* _Data for this task_
<<<<
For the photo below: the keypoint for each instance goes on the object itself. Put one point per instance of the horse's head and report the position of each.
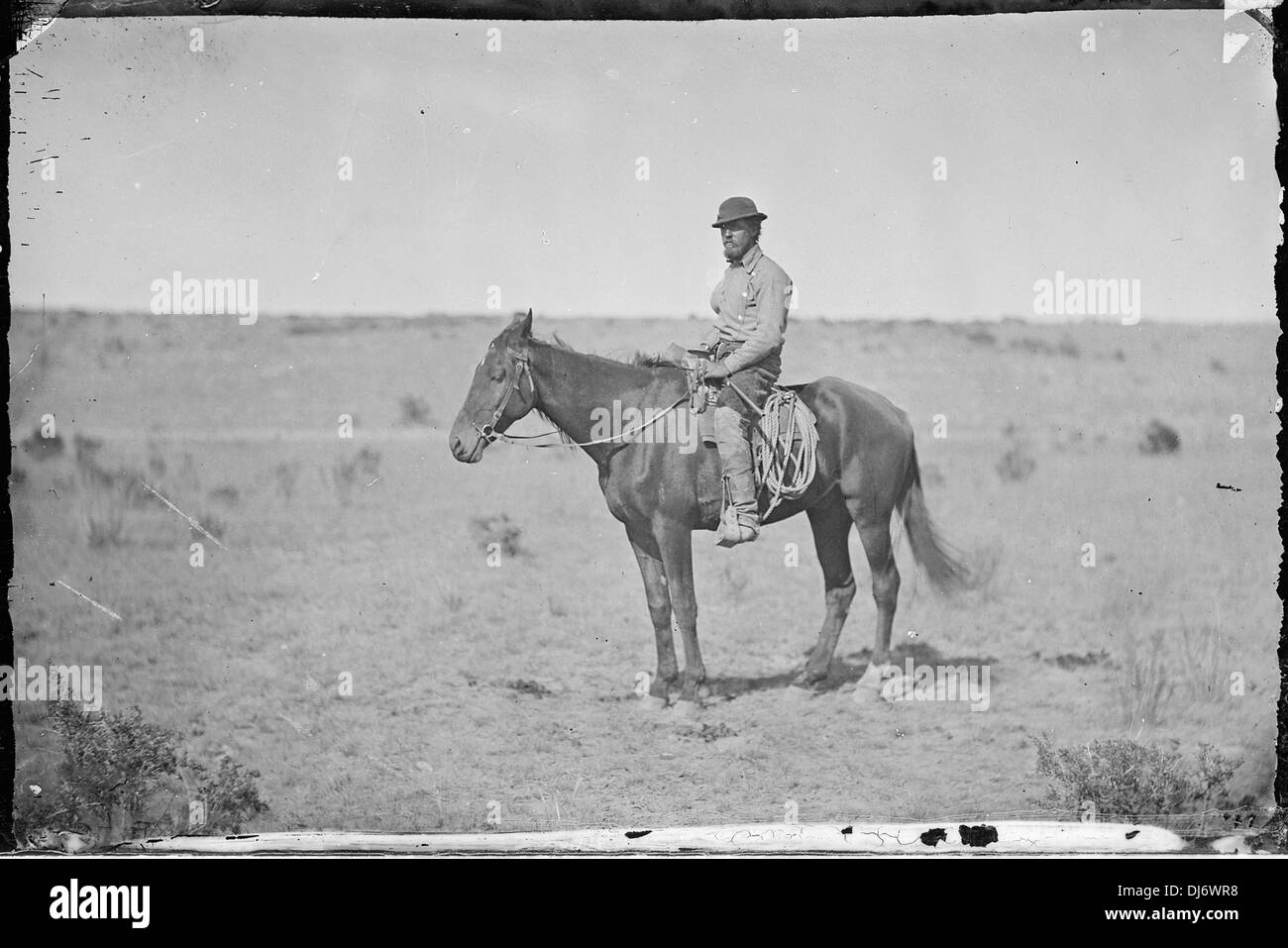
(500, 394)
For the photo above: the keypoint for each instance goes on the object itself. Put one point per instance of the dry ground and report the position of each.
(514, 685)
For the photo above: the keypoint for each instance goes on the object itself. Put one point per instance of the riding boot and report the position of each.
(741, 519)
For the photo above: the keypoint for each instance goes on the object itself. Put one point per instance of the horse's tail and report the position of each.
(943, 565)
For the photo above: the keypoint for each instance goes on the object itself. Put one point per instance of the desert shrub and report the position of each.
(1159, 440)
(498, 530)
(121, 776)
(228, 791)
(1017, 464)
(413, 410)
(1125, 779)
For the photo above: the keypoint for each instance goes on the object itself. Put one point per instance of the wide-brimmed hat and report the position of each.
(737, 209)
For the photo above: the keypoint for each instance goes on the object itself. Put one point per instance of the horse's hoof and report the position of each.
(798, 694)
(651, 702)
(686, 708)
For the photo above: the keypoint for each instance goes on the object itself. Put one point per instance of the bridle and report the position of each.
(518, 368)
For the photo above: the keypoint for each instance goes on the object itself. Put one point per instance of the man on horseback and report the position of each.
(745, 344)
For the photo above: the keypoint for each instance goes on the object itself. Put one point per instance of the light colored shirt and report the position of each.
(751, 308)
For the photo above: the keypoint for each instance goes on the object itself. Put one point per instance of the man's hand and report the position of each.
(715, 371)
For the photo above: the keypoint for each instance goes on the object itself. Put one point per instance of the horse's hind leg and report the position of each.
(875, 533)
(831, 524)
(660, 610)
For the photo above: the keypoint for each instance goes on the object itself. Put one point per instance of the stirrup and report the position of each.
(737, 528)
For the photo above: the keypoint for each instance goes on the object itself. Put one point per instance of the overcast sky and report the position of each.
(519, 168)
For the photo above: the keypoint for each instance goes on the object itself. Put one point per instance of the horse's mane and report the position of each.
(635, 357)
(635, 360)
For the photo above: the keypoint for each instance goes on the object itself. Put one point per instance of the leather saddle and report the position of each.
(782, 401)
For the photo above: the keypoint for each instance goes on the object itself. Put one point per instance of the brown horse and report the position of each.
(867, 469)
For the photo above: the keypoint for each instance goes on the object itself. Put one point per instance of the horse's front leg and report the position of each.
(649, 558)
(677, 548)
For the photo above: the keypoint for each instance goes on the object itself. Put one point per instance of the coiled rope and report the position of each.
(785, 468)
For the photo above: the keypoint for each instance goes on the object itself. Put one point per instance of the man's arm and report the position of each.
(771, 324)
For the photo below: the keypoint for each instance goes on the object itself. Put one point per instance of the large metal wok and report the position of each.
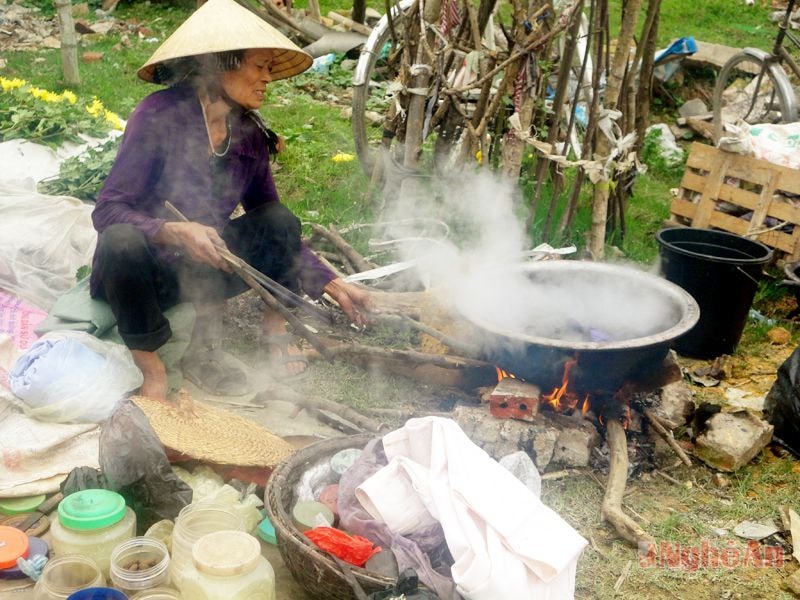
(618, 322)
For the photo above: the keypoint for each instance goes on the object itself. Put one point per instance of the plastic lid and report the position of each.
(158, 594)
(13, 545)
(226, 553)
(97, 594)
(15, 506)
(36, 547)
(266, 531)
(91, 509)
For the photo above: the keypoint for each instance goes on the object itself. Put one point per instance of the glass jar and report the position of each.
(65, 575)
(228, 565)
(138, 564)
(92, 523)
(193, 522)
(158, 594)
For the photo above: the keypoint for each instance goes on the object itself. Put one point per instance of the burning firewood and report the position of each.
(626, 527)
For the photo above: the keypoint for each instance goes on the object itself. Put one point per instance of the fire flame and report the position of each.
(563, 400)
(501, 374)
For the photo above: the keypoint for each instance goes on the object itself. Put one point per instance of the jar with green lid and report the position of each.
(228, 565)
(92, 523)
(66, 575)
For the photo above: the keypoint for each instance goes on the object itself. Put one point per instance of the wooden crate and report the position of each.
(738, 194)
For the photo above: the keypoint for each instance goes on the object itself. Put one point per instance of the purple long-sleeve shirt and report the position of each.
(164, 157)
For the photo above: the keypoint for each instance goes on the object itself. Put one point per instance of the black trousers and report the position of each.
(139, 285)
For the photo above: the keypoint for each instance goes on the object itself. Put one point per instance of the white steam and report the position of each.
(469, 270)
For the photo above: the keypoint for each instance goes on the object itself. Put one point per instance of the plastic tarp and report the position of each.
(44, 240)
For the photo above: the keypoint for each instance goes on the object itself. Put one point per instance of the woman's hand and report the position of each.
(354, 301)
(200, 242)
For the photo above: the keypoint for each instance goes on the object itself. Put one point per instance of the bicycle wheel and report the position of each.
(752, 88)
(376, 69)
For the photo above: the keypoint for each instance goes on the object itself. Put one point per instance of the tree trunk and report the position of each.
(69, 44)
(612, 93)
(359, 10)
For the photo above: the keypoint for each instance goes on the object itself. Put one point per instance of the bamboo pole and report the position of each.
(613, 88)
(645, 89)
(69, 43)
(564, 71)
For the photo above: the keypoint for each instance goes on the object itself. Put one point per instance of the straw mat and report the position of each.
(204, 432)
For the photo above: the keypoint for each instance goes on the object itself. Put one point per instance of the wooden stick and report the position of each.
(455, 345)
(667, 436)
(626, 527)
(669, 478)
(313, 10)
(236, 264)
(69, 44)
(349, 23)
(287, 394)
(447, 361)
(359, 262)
>>>>
* _Your goal_
Pictures stay out; copy every entry above exactly.

* _Answer for the task_
For the photo below: the keypoint for each instance goes on the object itself. Put one point per instance of the horse's head and report the position of each.
(500, 394)
For the photo above: the keypoint for each instance goes on the object itself. Put one point per instance of the dry ground and report the position of each.
(514, 685)
For the photo above: the keypoint for each instance goes on the object itself. Put one point per instance of the riding boot and report the position of each.
(741, 519)
For the photo above: the keypoint for each instance goes on the object itself. Put one point per instance of the horse's tail and report the position of each.
(943, 565)
For the photo above: the keypoint for each instance goes on the object itself. Put one point per instance of the desert shrub and report the position of each.
(1159, 440)
(498, 530)
(121, 776)
(228, 791)
(1017, 464)
(413, 410)
(1125, 779)
For the photo above: the keypoint for each instance goes on the object itself. Put one point per instance of the wide-brimmed hat and report the position of each.
(737, 209)
For the photo above: the keypoint for each instance goes on the object itself. Put one point per instance of the horse's hoof and report the position of each.
(798, 694)
(651, 702)
(686, 708)
For the photo above: the keypoint for each instance goes on the object itself. Put one point per instance of the bridle and report the position of each.
(518, 368)
For the photo above: the keypoint for each instance goes on the object itself. Put one point per instance of the man on horseback and report the position of each.
(745, 344)
For the photo above: the keypoint for each instance goes on the object itself. Put one point per instance of the light colored shirt and report the position of each.
(751, 308)
For the photo above: the keypoint for each instance goes on the object itself. Put one point per instance of the man's hand and report the position of each.
(715, 371)
For the photo above: the keypoint for each instance goes on the object itself. Put one point per instance of the horse's hind leg and report the position of each.
(875, 533)
(831, 524)
(660, 610)
For the photo above: the keypoint for each instance goes on the object itself. Put one point per instance of the stirrup and report the position of each.
(737, 528)
For the photo above: the keypoint for each instance goes on the object itself. Put one point per instance of the overcast sky and report the position of each.
(519, 168)
For the photo above: the keypoint for each instance goes on the object itself. Put one point per instance of the horse's mane and report the position of each.
(635, 357)
(635, 360)
For the photo above: the keypoint for each instance goes on the object itself. Put one point per instance of the leather saddle and report the position of each.
(782, 401)
For the photo above: the keypoint for each instance goes on the object itself. Put one point per instance of the brown horse and report the position of each.
(867, 469)
For the photo above: the keypoint for each instance goes on the object itself. Put one point per instance of the horse's front leg and report the position of each.
(649, 558)
(677, 548)
For the photo above: the keypoint for each instance goes on the object itself. Put one point per instance of the coiled rope and report the position of each.
(785, 468)
For the photo above: the keypoint for each instance goes on the object itself. Put one point per instance of the man's arm and report the position of each.
(771, 324)
For the photo below: the keypoint for each instance goes on the object itself. Put one point per instance of the large metal wok and report the position of each.
(618, 322)
For the photo above: the keypoint for each instance goes on the object itself. Put one point per instance of the plastic lid and report the position of each.
(158, 594)
(13, 545)
(226, 553)
(97, 594)
(15, 506)
(36, 547)
(266, 531)
(91, 509)
For the photo above: the keypoint for each instance goes on the object itself. Put one point per instance of the glass jar and report the position of each.
(65, 575)
(228, 565)
(138, 564)
(92, 523)
(193, 522)
(158, 594)
For the photo above: the keypoint for each instance goes on the object itself. Put one point per instance of the burning firewood and report the position of each.
(626, 527)
For the photo above: the keypoint for each instance goes on the object itself. Put one point per instance of the fire flame and report the position of each.
(563, 400)
(501, 374)
For the photo above: the keypoint for each instance goes on the object itself. Put one point per instance of the jar with green lid and report the position of each.
(228, 565)
(92, 523)
(66, 575)
For the photo above: the keypoint for each instance goes on the object itself. Put one point per instance of the wooden crate and report the position of each.
(738, 194)
For the photo above: the keypoint for each instance goes on the object itself. Put one point per instance of the purple long-sleeve shirt and report the position of each.
(164, 157)
For the photo above: the keypoint for each instance goes on the object itself. Put one point per instance of the black trousers and report the position of each.
(139, 285)
For the photo above: the keypoint for each instance goes on the object itself. Put one point per instance of the white steam and report the position of each.
(469, 270)
For the photo above: the keypoint for each instance goes on the object itself. Put one point per instance of the plastic tarp and report the position of each.
(44, 240)
For the photo above: the keypoint for each instance goes on the object itself. Put one point per instance of the woman's hand and report the position of each.
(354, 301)
(200, 242)
For the photo above: the keypoint for each instance goes on the object itself. Put one point per instance of the bicycle wheel and report the position of each.
(752, 88)
(376, 69)
For the photo above: the keypoint for each instance goes on the object itself. Put one point per instance of the tree trunk and report the position of each.
(69, 44)
(612, 93)
(359, 10)
For the photo above: the keypoint for each instance goes on the object itself. Put one point per instance of the bamboo pole and report the position of each.
(613, 88)
(645, 89)
(69, 43)
(564, 71)
For the photo above: the keypoint for each instance goes on the object itself. Put one point per instance of the straw mat and report the position of each.
(204, 432)
For the photo above: the keypoint for each instance goes on the object itself. Put one point per instance of the wooden stick and report the position of each.
(455, 345)
(667, 436)
(626, 527)
(669, 478)
(313, 10)
(236, 264)
(69, 44)
(349, 23)
(287, 394)
(447, 361)
(359, 262)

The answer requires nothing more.